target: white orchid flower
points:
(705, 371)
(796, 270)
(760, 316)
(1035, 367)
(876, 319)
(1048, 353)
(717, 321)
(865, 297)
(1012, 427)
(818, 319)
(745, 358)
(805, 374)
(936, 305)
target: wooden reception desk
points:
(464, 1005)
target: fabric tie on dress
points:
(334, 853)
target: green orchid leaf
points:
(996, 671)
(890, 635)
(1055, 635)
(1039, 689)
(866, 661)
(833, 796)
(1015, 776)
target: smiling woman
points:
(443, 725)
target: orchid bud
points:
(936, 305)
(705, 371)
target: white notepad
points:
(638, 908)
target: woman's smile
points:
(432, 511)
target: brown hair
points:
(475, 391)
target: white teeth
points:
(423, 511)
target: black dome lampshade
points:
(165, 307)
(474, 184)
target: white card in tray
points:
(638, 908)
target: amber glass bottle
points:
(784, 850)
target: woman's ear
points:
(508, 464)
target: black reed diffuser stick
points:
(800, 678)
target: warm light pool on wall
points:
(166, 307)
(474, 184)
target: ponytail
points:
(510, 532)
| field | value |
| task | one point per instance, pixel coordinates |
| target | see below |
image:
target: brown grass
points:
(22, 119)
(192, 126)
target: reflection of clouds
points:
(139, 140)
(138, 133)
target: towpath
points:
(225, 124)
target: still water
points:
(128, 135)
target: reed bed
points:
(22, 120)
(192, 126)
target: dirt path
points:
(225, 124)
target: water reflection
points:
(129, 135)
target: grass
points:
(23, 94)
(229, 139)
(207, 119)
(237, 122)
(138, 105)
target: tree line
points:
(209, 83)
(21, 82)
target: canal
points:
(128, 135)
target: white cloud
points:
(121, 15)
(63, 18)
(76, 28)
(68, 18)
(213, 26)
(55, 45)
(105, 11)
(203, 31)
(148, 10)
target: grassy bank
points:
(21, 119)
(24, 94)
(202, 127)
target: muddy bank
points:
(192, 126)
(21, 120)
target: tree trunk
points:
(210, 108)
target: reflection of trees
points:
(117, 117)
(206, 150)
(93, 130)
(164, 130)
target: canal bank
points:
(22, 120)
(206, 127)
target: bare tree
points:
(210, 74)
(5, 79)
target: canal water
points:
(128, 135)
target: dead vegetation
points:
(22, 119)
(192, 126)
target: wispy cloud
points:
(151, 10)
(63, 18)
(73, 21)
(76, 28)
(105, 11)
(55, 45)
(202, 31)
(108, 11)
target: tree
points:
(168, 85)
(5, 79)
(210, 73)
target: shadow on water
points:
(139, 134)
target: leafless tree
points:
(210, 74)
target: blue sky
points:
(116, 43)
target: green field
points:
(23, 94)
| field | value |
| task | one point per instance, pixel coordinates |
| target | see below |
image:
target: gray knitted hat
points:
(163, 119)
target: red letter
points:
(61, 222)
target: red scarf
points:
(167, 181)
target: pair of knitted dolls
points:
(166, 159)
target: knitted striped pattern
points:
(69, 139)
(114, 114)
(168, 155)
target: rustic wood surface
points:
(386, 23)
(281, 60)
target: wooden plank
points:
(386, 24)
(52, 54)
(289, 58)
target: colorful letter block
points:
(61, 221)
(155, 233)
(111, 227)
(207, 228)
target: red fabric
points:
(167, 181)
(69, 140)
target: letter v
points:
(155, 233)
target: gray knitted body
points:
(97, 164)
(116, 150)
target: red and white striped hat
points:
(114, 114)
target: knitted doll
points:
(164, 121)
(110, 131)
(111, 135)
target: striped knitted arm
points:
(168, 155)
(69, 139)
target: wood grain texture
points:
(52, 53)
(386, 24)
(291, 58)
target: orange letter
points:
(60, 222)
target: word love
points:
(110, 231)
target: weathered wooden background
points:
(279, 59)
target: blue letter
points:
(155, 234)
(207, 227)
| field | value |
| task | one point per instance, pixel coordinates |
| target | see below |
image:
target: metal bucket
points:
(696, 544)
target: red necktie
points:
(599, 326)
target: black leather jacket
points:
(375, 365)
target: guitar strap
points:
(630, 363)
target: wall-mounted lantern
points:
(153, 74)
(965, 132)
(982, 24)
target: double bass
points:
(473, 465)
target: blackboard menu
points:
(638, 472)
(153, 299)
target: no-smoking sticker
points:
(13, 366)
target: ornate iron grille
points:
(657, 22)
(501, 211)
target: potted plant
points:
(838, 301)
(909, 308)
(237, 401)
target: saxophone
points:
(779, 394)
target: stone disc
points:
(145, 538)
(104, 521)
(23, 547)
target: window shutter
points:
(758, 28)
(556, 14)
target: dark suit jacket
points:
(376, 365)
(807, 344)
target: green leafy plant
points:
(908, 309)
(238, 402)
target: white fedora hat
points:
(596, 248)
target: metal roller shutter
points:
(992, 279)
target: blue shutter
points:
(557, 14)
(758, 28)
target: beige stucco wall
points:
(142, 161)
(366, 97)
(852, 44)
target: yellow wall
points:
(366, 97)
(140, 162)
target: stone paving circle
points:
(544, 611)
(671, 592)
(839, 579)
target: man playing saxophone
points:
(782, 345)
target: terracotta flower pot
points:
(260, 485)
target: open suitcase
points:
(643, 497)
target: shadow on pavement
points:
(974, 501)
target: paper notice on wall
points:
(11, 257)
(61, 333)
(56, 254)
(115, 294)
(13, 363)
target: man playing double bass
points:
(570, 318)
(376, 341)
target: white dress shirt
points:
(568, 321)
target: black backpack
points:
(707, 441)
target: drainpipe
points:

···

**Task prompt:** Copy the listing above out again in its entirety, exactly as written.

**Task response:**
target: white orchid flower
points:
(705, 371)
(796, 270)
(760, 316)
(1035, 367)
(876, 319)
(1048, 353)
(717, 321)
(865, 297)
(1012, 427)
(818, 319)
(745, 358)
(805, 374)
(936, 305)
target: wooden reception desk
points:
(464, 1005)
target: fabric tie on dress
points:
(334, 853)
target: green orchid leaf
points:
(996, 671)
(890, 635)
(1055, 635)
(1039, 689)
(866, 661)
(833, 796)
(1015, 776)
target: smiling woman
points:
(443, 725)
target: orchid bud
points:
(936, 305)
(705, 371)
target: white notepad
points:
(638, 908)
target: woman's smile
points:
(432, 511)
target: brown hair
points:
(475, 391)
target: white teeth
points:
(423, 511)
target: black dome lampshade
points:
(165, 307)
(474, 184)
target: white card in tray
points:
(638, 908)
target: amber glass bottle
points:
(784, 850)
target: woman's ear
points:
(508, 464)
target: black reed diffuser stick
points:
(800, 678)
target: warm light pool on wall
points:
(166, 307)
(474, 184)
target: ponytail
points:
(510, 532)
| field | value |
| task | one point per instance, pixel coordinates |
| target | see below |
image:
target: brown grass
points:
(22, 119)
(192, 126)
target: reflection of clouds
points:
(139, 140)
(138, 133)
target: towpath
points:
(225, 124)
target: still water
points:
(128, 135)
target: reed bed
points:
(22, 120)
(192, 126)
target: dirt path
points:
(225, 124)
target: water reflection
points:
(129, 135)
target: grass
points:
(23, 94)
(229, 139)
(207, 119)
(237, 122)
(138, 105)
target: tree line
points:
(209, 83)
(21, 82)
target: canal
points:
(128, 135)
target: white cloud
points:
(121, 15)
(63, 18)
(76, 28)
(68, 18)
(213, 26)
(55, 45)
(105, 11)
(203, 31)
(148, 10)
target: grassy bank
points:
(21, 119)
(24, 94)
(202, 127)
target: muddy bank
points:
(192, 126)
(21, 120)
target: tree trunk
points:
(210, 108)
target: reflection of trees
points:
(117, 117)
(206, 150)
(93, 130)
(164, 130)
target: canal bank
points:
(22, 120)
(206, 127)
target: bare tree
points:
(210, 74)
(5, 79)
target: canal water
points:
(128, 135)
target: dead vegetation
points:
(22, 119)
(192, 126)
target: wispy cloud
points:
(151, 10)
(63, 18)
(73, 21)
(76, 28)
(105, 11)
(55, 45)
(202, 31)
(108, 11)
target: tree
points:
(168, 85)
(5, 79)
(210, 73)
target: shadow on water
points:
(139, 134)
target: leafless tree
points:
(210, 74)
target: blue sky
points:
(116, 43)
target: green field
points:
(23, 94)
| field | value |
| task | one point per instance, pixel coordinates |
| target | see below |
image:
target: gray knitted hat
points:
(163, 119)
target: red letter
points:
(61, 222)
target: red scarf
points:
(167, 181)
target: pair of knitted dolls
points:
(166, 159)
target: knitted striped pattern
points:
(69, 139)
(114, 114)
(168, 155)
target: rustic wood surface
points:
(386, 23)
(281, 60)
target: wooden plank
points:
(386, 24)
(52, 54)
(289, 58)
target: colorful letter block
points:
(61, 221)
(155, 233)
(111, 227)
(207, 228)
target: red fabric
points:
(167, 181)
(69, 140)
target: letter v
points:
(155, 233)
target: gray knitted body
points:
(97, 164)
(116, 150)
target: red and white striped hat
points:
(114, 114)
target: knitted doll
points:
(164, 121)
(110, 131)
(111, 135)
target: striped knitted arm
points:
(168, 155)
(69, 139)
target: wood grain texture
points:
(52, 53)
(386, 24)
(291, 58)
target: orange letter
points:
(60, 222)
target: word love
points:
(110, 231)
target: weathered wooden background
points:
(279, 59)
target: blue letter
points:
(155, 234)
(207, 227)
| field | value |
| task | one point per instance, pixel coordinates |
| target | see below |
image:
target: metal bucket
points:
(696, 544)
target: red necktie
points:
(599, 326)
target: black leather jacket
points:
(375, 365)
target: guitar strap
points:
(630, 363)
target: wall-mounted lantern
points:
(153, 74)
(965, 132)
(982, 24)
target: double bass
points:
(473, 465)
target: blackboard menu
points:
(638, 472)
(153, 299)
target: no-smoking sticker
points:
(13, 366)
target: ornate iron grille
points:
(657, 22)
(501, 211)
target: potted plant
points:
(838, 301)
(909, 308)
(237, 401)
target: saxophone
points:
(779, 394)
target: stone disc
points:
(145, 538)
(104, 521)
(23, 547)
target: window shutter
points:
(758, 28)
(556, 14)
target: dark suit jacket
points:
(376, 365)
(807, 344)
target: green leafy plant
points:
(908, 309)
(238, 402)
target: white fedora hat
points:
(596, 248)
target: metal roller shutter
points:
(992, 279)
target: blue shutter
points:
(557, 14)
(758, 28)
target: beige stucco wall
points:
(142, 161)
(366, 97)
(852, 44)
target: yellow wall
points:
(366, 97)
(140, 162)
target: stone paving circle
points:
(544, 611)
(671, 592)
(839, 579)
target: man playing saxophone
points:
(782, 345)
target: terracotta flower pot
points:
(260, 485)
target: open suitcase
points:
(643, 497)
target: shadow on pavement
points:
(974, 501)
target: paper notice on wall
points:
(11, 257)
(61, 333)
(56, 254)
(115, 294)
(13, 363)
target: man playing double bass
points:
(570, 318)
(376, 341)
target: white dress shirt
points:
(568, 321)
target: black backpack
points:
(707, 441)
target: drainpipe
points:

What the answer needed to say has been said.